* _Short problem_
Copy every item below verbatim, from the first line through the last answer, and leave out the picture.

* _Provided data_
********************
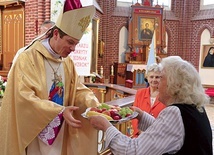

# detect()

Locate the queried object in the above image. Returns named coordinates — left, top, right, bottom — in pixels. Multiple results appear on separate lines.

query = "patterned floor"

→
left=205, top=104, right=214, bottom=152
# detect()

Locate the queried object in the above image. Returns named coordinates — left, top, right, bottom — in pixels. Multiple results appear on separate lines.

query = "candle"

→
left=111, top=65, right=114, bottom=75
left=100, top=66, right=103, bottom=76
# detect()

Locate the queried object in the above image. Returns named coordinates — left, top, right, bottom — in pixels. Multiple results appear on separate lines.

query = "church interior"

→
left=0, top=0, right=214, bottom=155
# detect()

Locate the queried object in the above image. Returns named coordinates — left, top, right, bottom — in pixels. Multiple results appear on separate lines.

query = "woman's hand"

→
left=63, top=106, right=82, bottom=128
left=131, top=106, right=143, bottom=120
left=89, top=116, right=112, bottom=132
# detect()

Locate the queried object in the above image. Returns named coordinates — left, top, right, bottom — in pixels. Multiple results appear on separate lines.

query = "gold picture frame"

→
left=128, top=6, right=165, bottom=47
********************
* _Task output_
# detect()

Locate the queried object in the above image. Returns named coordinates — left, top, right, bottom — in pixels. Multiple results appear on separate lines.

query = "patterned floor"

→
left=205, top=104, right=214, bottom=152
# detect()

Locate the queried object in the above image. Returns named coordinates — left, top, right, bottom — in pixels. Multiple results appear on separate lines.

query = "candle"

→
left=111, top=65, right=114, bottom=75
left=100, top=66, right=103, bottom=76
# detect()

Locate the queried object in the above image. Returns named coordinates — left, top, right, bottom — in pixels. Multiple results appear on separate lines.

query = "church interior"

→
left=0, top=0, right=214, bottom=155
# detect()

Locate the queried object in the above image. Returns named coordinates — left, top, right, bottom — in pixels. Multiple results appear on separate lines.

query = "woman's hand"

→
left=63, top=106, right=82, bottom=128
left=131, top=106, right=143, bottom=120
left=89, top=116, right=112, bottom=132
# detect()

Locate the queried object in the above image. Returns named coordinates — left, top, right, bottom — in pixels. Multiple results appear on separate lines.

query = "gold picture frame"

→
left=128, top=6, right=165, bottom=47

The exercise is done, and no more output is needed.